TEXT SHOWN:
------

Received 13 July 2022

Revised 04 October 2022

Accepted 26 October 2022

Available online 08 September 2023

(early access)

Published 15 January 2025

Authors’ Contribution

FI and NS designed and supervised the study, and revised the manuscript. AA, MJ and MRH reared the animals and performed lab experiments. MS, MA and GM collected the blood samples and recorded the data. A Azeem, KH, ML and A Ali performed the hematobiochemical and antioxident analysis. All auhtors contributed in the manuscript write up and approved the manuscript.

Key words

C. idella, Diafenthiuron, LC 50, Complete blood count, Antioxidant

DOI: https://dx.doi.org/10.17582/journal.pjz/20190713140754

* Corresponding author: [email protected]

0030-9923/2025/0001-0420 $ 9.00/00

Copyright 2025 by the authors. Licensee Zoological Society of Pakistan.

This article is an open access article distributed under the terms and conditions of the Creative Commons Attribution (CC BY) license (https://creativecommons.org/licenses/by/4.0/).

Introduction

Efficient pest control systems has led us toward a significant increase in agricultural productivity since the middle of last century (Riaz ul Haq et al., 2018). Approximately 2.5 million tons of pesticides are being used in agriculture sector annually throughout the world (Qadir et al., 2017). It has been estimated that only less than 1% of the applied pesticides reach to their main targets while most of the remaining directly or indirectly reaches the food chains in our aquatic ecosystems and causing morbidity and mortality life existing there (Tilak et al., 2007). Aquatic animals, including fish, are exposed to pesticides by three major routes: (1) They are directly absorbed through the skin while animals are swim in water contaminated by pesticides, (2) pesticides can be up taken through the gills during respiration, and (3) they can enter the body via oral routes when animals drink pesticide-contaminated water or they feed on prey the body of whom was contaminated by pesticides (Velisek et al., 2009; Crab et al., 2012). Diafenthiuron [1-tert-butyl-3-(2, 6-diisopropyl thiourea)] is a non-organofluorine benzyl urea material that used as insecticide as well as an acaricide extensively in Pakistan (Asifa et al., 2010). Diafenthiuron targets the respiratory system of insect and it prevents the oxidative phosphorylation and inhibits the ATP synthesis process in mitochondria. Hence, the pest gets immobilized get it dies within few days. It has been documented that diafenthiuron is persistent in aquatic systems and it is moderate to highly toxic for aquatic life, worms and bees (Ruder and Kayser, 1993). There are reports that this pesticide is very effective against Plutella xylostella L. (chewing pest) (Ishaaya, 1993), Conogethes punctiferalis Guenee and Bemisia tabaci (Gennadius), sucking pest, and Amrasca biguttula biguttula (Ishida) (Stanley et al., 2016). It is very commonly used in brinjal, tomato, tea, cardamom fields as well as it is used against many sucking pests in cotton (Kranthi et al., 2004). In previous studies, diafenthiuron is reported to be toxic for honey bees, coccinelid grubs and silk worm. Among fish, it has been documented that application of doses that were ten times lower than those of reported in literature caused mortality in common carp, Cyprinus carpio L. (Stanley et al., 2016).

------

[Referring expression data]
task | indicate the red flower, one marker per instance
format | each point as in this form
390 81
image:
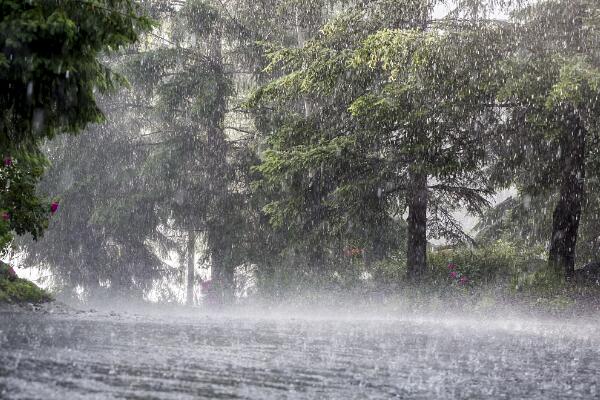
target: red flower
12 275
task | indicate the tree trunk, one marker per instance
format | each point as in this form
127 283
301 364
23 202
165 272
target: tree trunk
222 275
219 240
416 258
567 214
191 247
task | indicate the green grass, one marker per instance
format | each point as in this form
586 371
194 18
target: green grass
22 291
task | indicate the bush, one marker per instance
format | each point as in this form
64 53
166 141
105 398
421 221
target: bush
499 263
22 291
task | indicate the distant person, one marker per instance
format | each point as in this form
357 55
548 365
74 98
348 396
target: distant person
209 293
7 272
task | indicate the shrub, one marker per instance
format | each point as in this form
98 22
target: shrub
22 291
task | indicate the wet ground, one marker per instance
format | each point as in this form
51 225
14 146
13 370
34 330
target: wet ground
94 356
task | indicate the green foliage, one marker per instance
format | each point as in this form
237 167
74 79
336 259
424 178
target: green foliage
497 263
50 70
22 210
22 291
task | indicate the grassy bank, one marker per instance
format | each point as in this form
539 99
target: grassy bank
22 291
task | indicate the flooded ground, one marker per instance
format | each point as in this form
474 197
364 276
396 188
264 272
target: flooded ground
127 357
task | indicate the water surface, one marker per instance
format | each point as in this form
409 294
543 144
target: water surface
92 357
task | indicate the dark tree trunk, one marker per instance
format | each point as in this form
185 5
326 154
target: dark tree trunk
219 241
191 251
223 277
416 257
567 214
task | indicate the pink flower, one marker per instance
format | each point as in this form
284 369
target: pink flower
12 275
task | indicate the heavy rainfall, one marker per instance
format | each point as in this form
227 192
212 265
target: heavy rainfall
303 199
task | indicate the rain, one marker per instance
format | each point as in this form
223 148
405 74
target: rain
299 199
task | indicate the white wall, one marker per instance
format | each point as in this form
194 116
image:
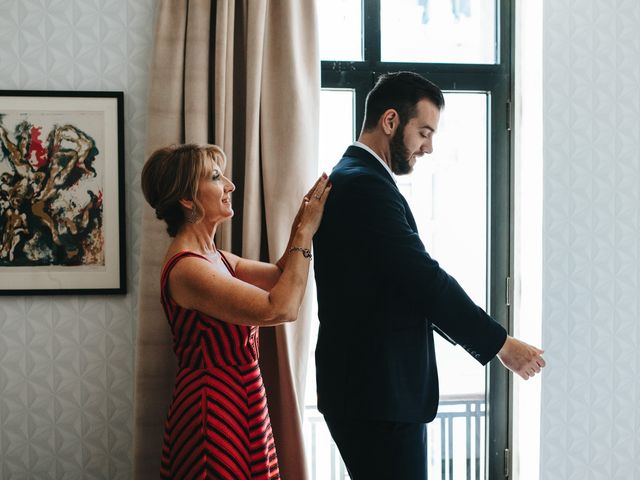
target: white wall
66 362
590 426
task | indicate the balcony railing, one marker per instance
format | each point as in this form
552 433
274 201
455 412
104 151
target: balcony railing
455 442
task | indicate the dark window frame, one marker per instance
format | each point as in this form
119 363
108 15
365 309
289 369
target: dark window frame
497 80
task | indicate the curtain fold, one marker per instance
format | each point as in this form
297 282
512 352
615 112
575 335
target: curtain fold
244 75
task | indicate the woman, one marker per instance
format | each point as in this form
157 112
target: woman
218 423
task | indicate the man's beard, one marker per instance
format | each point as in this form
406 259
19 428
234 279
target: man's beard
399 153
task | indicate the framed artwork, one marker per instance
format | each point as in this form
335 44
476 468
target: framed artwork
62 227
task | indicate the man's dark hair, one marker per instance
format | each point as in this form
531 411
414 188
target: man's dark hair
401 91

------

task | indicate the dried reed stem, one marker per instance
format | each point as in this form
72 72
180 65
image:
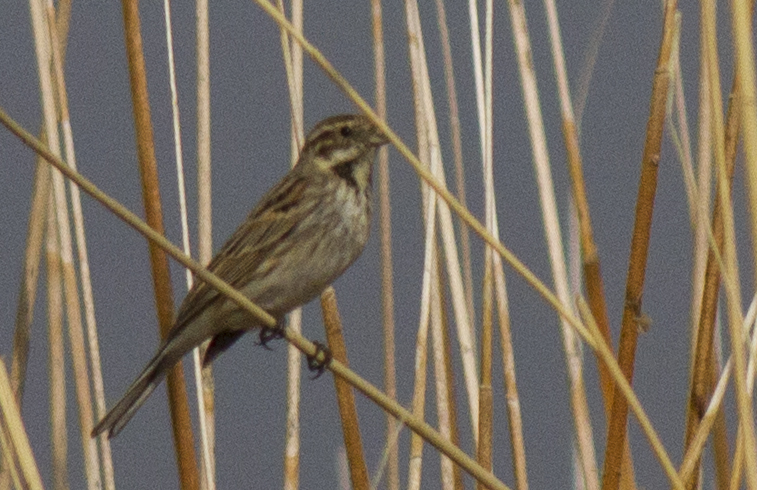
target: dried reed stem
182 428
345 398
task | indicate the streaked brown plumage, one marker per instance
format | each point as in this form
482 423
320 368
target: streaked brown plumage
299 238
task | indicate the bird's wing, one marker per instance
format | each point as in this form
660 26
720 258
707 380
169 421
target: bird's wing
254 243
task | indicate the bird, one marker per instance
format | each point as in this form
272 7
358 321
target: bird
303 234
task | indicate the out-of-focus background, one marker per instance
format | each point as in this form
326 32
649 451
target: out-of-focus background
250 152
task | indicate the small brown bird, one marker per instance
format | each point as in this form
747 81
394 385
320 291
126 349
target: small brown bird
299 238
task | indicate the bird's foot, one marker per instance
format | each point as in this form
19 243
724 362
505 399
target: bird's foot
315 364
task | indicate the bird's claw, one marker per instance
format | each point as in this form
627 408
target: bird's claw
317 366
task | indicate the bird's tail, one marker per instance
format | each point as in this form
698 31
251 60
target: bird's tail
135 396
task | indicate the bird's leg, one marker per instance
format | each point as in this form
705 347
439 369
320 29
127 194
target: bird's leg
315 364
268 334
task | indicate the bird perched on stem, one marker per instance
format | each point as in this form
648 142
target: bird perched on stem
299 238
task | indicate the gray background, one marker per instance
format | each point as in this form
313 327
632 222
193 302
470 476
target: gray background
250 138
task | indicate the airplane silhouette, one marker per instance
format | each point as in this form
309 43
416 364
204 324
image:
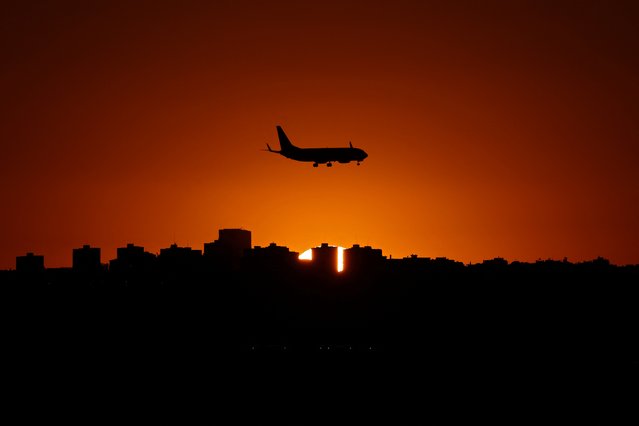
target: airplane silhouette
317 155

------

WORK TO COMPLETE:
Write out, word for word, the stretch of the diafenthiuron text from "FI and NS designed" through "Society of Pakistan.". The listing is separate material with no connection to the text.

OUTPUT FOR THIS EXERCISE:
FI and NS designed and supervised the study, and revised the manuscript. AA, MJ and MRH reared the animals and performed lab experiments. MS, MA and GM collected the blood samples and recorded the data. A Azeem, KH, ML and A Ali performed the hematobiochemical and antioxident analysis. All auhtors contributed in the manuscript write up and approved the manuscript.

Key words

C. idella, Diafenthiuron, LC 50, Complete blood count, Antioxidant

DOI: https://dx.doi.org/10.17582/journal.pjz/20190713140754

* Corresponding author: [email protected]

0030-9923/2025/0001-0420 $ 9.00/00

Copyright 2025 by the authors. Licensee Zoological Society of Pakistan.